TEXT SECTION:
----------

As we approach Leghorn, we check in with Moon Beam ABCCC (night time version of Hillsboro). “Moonbeam, Covey 590 is over the fence with Covey Tango (Captain Quinlan, I think), mission number 2031.” Moonbeam replies, “Roger Covey, Covey 565 last reported at Delta 20. No other traffic in the sector.” Turn off the navigation lights, so that the canned (shielded) beacon is the only light left on. The wings are never level except when passing through to bank the other direction. The engines are kept just a bit out of synch. (I have heard a black O2 in the traffic pattern on a moonlit night in this configuration, and I couldn’t see him). Some nights, particularly during the rainy season, we would drone around the area for three hours without seeing a thing. Occasionally one of the SOG teams would call up for a chat. Sometimes we got downright busy.
The Pleiku sector was southern Laos, from Chavann south along route 96 to the Tri Border Area west of Ben Het, and west along the river past Attapeu to the Cambodian border post along the Mekong.
This night, after checking in with Covey 565 on Covey Alpha FM, we head up toward the Dogs Head to a TACAN fix that will allow the FAN to find the road with the scope. (That’s when I hear, Dammit, I’m the navigator, I have a right to know where we are!) We hear Covey 565 check out RTB and we begin to settle in. By now we have enough room in the tanks to switch to the aux tanks. (The fuel pumps always pump full flow, and the excess is always returned to the main tanks. If the aux tanks are selected before pulling down the mains, I understand the extra fuel in the main tanks make the wings tend to get very fat.) We aren’t seeing much tonight, so we work our way back toward Delta 20, the Bra, named for the shape of the river, also well defended by ten or twelve 37 mm guns.
Tonight, we can hear Moonbeam trying to palm off some air. He starts with the Nails in the north, then checks in with each sector. I think back to the intel briefing to find a target. I recall that someone had seen a ZPU at the tree park just west of the dog’s pecker, firing without tracers. I had noticed it a week ago, just flashes on the ground like CBU, but I couldn’t decide just what it was. Then I hear Moonbeam ask Covey 225, just to our north, and finding no takers, I agree to find them a tree park.
We get Champion 12, a pair of A-7s off the carrier, short on fuel, as always. When they come up on the tactical UHF, I bring them out to Delta 20 via the tacan fix. Working with the FAN we are able to lay a log marker down on the road in the area. A log marker is a wooden four by four board, hollowed out and filled with phosphorous. When properly ignited, it will burn for about half an hour with a bright white light, giving a reference point on the ground for working fighters. Some of the FANs were born bombardiers, talking us into a final leg for the drop, and calling for the drop with remarkable accuracy.

----------

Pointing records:
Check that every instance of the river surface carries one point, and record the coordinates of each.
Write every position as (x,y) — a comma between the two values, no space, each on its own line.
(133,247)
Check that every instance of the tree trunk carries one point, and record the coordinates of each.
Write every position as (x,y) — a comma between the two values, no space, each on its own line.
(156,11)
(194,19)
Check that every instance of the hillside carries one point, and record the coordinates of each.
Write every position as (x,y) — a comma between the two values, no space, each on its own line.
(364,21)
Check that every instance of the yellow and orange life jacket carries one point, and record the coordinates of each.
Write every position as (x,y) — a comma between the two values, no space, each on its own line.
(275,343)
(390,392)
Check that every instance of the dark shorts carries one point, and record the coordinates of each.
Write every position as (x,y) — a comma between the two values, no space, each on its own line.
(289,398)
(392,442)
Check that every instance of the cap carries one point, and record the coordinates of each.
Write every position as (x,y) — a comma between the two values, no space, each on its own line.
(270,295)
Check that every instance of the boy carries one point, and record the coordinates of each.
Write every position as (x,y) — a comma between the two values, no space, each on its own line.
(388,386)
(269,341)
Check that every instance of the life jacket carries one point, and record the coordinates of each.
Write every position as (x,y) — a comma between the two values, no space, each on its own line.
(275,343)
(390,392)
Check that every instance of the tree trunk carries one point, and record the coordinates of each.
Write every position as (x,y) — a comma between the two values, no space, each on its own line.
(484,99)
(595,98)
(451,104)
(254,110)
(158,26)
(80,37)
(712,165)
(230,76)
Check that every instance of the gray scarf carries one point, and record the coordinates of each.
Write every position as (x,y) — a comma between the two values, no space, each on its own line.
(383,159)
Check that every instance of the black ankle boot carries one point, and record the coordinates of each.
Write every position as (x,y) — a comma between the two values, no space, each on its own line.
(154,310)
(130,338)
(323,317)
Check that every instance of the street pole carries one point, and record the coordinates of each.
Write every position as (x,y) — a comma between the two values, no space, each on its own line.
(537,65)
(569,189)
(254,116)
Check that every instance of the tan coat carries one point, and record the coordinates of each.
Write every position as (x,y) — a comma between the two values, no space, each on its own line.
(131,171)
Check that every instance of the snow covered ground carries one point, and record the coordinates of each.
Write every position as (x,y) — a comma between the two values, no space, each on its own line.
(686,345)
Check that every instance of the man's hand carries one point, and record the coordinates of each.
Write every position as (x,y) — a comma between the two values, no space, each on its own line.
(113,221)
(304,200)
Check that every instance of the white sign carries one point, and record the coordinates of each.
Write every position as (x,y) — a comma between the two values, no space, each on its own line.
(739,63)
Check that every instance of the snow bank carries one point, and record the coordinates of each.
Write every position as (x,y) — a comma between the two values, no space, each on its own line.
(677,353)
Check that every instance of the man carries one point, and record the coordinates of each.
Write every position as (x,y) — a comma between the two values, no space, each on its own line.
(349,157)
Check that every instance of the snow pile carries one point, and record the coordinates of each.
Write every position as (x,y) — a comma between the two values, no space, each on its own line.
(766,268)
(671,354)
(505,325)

----------

TASKS AND EXERCISES:
a. Print the passage of the night mission account from "The Pleiku sector" up to and including "along the Mekong.".
b. Summarize the night mission account in two sentences.

SOLUTIONS TO THE TASKS:
a.
The Pleiku sector was southern Laos, from Chavann south along route 96 to the Tri Border Area west of Ben Het, and west along the river past Attapeu to the Cambodian border post along the Mekong.

b. The narrator flies a darkened night mission over the Pleiku sector of southern Laos, checking in with Moonbeam and working from a TACAN fix near the Dogs Head back toward Delta 20, the heavily defended Bra. When Moonbeam offers spare air, the narrator takes Champion 12, a pair of A-7s, out to Delta 20, where a phosphorous log marker is laid on the road with the FAN's help as a reference point for the fighters.